THE EXERCISE – Copy the lines of the records below word for word, starting at the line that contains "Point out every instance of the slate roof with" and continuing through the end of the records.

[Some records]
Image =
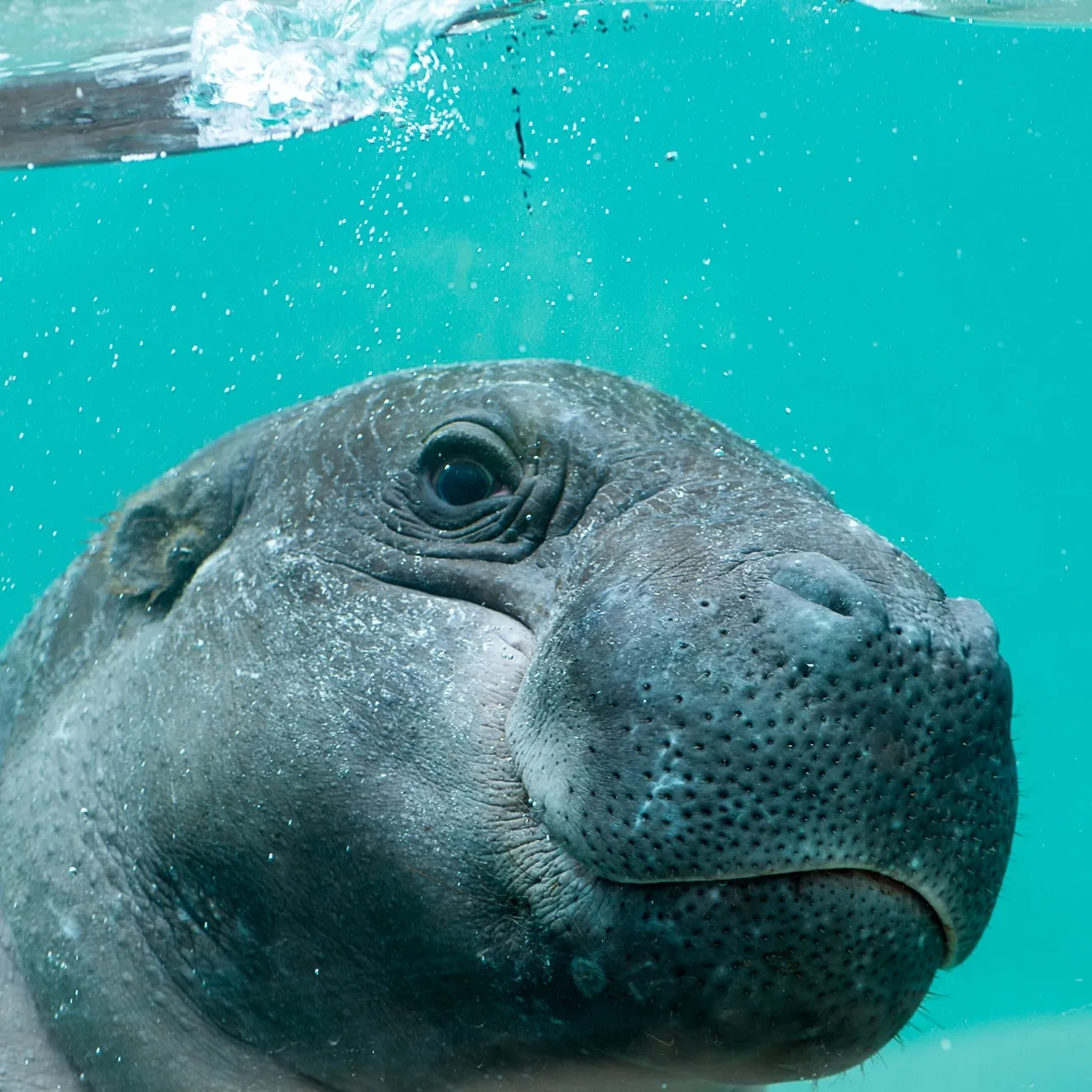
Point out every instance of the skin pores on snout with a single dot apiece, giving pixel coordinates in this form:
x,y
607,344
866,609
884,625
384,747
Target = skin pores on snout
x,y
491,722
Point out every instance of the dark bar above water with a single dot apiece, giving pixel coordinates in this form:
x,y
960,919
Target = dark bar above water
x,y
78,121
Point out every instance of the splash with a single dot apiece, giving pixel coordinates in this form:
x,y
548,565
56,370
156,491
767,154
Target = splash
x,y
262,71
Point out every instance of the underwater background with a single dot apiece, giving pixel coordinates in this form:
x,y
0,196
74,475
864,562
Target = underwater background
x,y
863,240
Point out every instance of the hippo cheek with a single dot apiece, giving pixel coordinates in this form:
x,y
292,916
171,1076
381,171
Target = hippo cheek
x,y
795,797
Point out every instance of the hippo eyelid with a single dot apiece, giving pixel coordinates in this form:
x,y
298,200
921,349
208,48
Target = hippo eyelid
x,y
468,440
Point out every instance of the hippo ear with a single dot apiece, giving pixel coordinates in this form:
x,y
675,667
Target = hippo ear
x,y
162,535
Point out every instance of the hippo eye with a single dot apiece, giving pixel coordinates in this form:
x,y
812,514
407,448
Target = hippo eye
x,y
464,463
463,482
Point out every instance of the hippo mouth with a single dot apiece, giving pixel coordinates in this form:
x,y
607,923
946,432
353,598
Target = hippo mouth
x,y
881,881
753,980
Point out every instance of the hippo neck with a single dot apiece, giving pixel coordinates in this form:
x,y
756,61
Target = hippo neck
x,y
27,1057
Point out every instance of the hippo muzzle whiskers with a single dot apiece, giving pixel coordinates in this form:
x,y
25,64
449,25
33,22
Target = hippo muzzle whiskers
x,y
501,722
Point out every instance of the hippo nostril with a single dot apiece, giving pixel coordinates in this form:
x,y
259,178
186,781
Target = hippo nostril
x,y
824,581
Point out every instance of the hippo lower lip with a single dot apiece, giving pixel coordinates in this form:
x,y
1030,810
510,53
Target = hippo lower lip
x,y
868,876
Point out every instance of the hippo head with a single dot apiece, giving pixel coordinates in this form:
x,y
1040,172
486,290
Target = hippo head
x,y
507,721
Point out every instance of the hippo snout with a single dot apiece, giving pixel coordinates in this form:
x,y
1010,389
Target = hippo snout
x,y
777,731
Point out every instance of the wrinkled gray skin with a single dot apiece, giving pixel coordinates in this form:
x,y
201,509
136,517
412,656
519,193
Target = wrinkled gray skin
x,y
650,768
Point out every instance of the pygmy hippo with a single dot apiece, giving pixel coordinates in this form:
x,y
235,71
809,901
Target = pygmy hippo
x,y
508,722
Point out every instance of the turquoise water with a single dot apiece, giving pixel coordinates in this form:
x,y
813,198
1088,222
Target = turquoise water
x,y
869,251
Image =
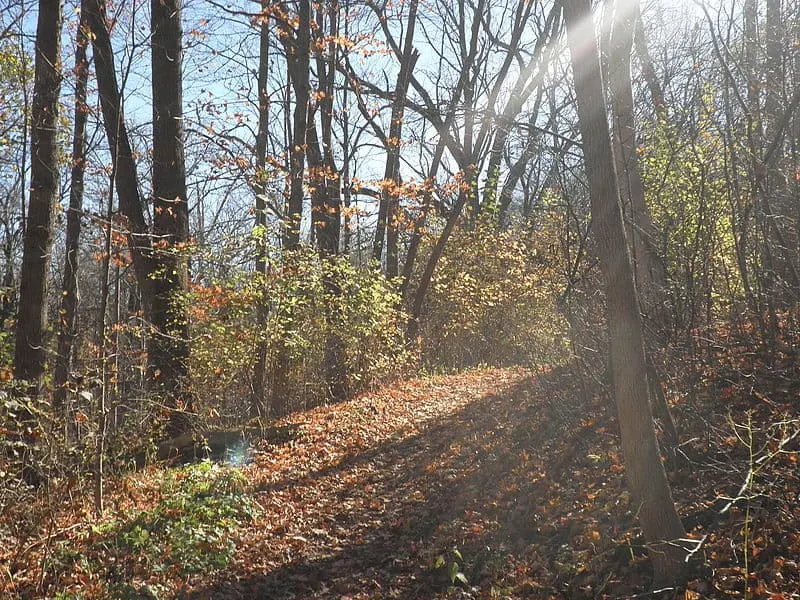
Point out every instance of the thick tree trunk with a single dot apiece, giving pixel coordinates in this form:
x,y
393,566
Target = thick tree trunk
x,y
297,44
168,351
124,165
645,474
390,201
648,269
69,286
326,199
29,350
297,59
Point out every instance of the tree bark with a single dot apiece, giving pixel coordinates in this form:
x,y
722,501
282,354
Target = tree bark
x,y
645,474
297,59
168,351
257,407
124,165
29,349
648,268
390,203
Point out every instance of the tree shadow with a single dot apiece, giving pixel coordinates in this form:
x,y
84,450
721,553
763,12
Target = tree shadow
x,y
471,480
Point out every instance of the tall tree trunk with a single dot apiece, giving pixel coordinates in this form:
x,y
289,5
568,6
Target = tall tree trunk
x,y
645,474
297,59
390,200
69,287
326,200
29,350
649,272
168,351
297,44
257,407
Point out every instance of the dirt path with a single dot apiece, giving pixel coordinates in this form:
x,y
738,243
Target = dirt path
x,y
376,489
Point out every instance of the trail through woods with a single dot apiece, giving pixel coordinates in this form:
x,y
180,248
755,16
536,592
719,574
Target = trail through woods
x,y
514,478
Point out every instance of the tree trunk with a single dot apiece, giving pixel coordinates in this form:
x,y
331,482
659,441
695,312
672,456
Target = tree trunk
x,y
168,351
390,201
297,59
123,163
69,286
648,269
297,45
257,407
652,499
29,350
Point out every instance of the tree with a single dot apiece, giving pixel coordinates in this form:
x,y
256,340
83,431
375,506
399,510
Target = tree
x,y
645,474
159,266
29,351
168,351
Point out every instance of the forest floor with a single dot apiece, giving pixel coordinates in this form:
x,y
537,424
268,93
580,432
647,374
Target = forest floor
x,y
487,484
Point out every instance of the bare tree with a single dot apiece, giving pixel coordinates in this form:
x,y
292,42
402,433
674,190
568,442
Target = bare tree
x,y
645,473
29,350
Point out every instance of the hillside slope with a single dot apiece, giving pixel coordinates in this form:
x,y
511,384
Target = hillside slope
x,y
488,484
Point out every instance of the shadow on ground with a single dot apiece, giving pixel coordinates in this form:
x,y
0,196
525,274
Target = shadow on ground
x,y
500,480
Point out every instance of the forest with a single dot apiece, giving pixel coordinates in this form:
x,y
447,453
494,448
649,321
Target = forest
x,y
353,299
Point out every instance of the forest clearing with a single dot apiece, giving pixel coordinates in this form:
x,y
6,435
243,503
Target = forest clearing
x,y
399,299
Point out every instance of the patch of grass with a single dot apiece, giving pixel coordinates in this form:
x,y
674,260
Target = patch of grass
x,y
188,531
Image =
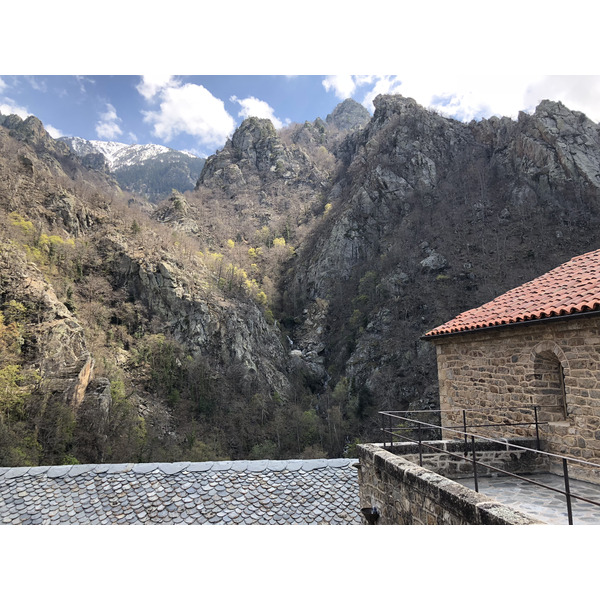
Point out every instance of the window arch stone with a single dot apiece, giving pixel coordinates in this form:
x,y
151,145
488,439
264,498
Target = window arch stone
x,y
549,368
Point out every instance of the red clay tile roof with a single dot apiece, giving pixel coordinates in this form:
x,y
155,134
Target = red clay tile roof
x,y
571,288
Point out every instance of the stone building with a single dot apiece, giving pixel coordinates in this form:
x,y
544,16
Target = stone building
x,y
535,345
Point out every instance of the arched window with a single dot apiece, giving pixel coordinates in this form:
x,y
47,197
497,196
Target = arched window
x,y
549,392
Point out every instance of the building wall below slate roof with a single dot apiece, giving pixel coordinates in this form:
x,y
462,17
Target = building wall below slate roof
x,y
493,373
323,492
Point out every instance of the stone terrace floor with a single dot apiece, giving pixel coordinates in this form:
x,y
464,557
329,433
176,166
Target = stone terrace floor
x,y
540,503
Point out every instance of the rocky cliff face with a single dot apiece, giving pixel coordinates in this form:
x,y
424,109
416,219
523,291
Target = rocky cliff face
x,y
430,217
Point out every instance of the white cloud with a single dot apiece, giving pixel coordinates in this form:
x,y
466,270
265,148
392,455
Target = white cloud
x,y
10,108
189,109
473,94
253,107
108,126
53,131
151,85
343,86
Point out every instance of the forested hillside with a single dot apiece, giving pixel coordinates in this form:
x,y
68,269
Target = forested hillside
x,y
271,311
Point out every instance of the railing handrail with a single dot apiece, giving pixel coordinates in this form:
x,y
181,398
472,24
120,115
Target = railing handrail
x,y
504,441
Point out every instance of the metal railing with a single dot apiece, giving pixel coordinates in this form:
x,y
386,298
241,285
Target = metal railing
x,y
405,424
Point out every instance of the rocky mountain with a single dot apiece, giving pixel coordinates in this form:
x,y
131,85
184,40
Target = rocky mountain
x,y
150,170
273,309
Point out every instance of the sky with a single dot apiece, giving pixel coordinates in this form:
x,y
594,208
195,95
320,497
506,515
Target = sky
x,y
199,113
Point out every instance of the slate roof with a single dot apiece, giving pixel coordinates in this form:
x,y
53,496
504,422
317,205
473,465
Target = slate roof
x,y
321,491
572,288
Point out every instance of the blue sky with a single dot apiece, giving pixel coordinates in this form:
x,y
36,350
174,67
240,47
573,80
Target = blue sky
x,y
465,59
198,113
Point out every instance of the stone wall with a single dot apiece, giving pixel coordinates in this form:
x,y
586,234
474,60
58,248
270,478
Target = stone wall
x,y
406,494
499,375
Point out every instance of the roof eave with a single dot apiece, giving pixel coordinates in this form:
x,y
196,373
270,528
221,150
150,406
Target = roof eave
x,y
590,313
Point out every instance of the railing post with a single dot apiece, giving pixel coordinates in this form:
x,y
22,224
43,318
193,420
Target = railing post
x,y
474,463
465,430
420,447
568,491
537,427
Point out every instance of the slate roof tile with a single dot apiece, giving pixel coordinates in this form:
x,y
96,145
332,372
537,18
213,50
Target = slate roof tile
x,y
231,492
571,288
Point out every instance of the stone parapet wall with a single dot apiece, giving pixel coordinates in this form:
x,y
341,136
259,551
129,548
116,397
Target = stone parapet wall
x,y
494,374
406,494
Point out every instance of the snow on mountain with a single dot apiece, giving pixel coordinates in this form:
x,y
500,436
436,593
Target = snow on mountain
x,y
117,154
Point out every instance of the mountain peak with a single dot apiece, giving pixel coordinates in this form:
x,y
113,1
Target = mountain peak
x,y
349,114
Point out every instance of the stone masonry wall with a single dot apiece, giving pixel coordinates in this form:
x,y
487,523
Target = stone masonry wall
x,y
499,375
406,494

RESPONSE –
Point out every instance of the slate roof with a single dot apiece, giving pixel coordinates in this form:
x,y
53,496
504,422
317,205
473,465
Target = slate roof
x,y
321,491
572,288
Point out every instance of the blue sky with a single dot apiece, giving pixel coordinates in this form:
x,y
36,350
174,67
240,47
573,80
Target = blue sky
x,y
465,59
198,113
Point out every instance of the stone wall with a single dot apiece, giving pixel coordinates in this form:
x,y
586,234
474,60
58,248
270,478
Target = stone wall
x,y
406,494
499,375
Point out every instance of the roof eave with a single dot apiece, giving pixel coordinates in this form:
x,y
196,373
270,528
221,150
150,406
Target = roof eave
x,y
590,313
Point out every instance of the railing post with a single dot apiece, giving pixel coordinates in this form:
x,y
22,224
43,318
193,420
Target = railing post
x,y
474,463
465,430
420,447
568,491
537,427
Point out every instance of the slate roof tile with a single dot apiece, giving pixel coordinates in this form:
x,y
96,145
332,372
537,18
213,50
Target = slate roof tile
x,y
231,492
571,288
Point out every instance of the stone parapet wall with a single dot apiece, giving pixel coordinates in this form:
x,y
341,136
259,551
129,548
116,397
Target = stone parapet wall
x,y
494,374
406,494
Point out every instance of the snow on mountain with a single dot apiece, giving pixel coordinates in this form:
x,y
500,436
436,593
Target = snow on mountain
x,y
117,154
Point out every instance of the mountain peak with a single dot apiece, giving pixel coordinates in this form:
x,y
113,1
Target = mountain peak
x,y
349,114
Point out every instance of the stone masonry wall with a single dot apiece, giving pixel coordinates in this form:
x,y
487,523
Target = stone masonry wall
x,y
499,375
406,494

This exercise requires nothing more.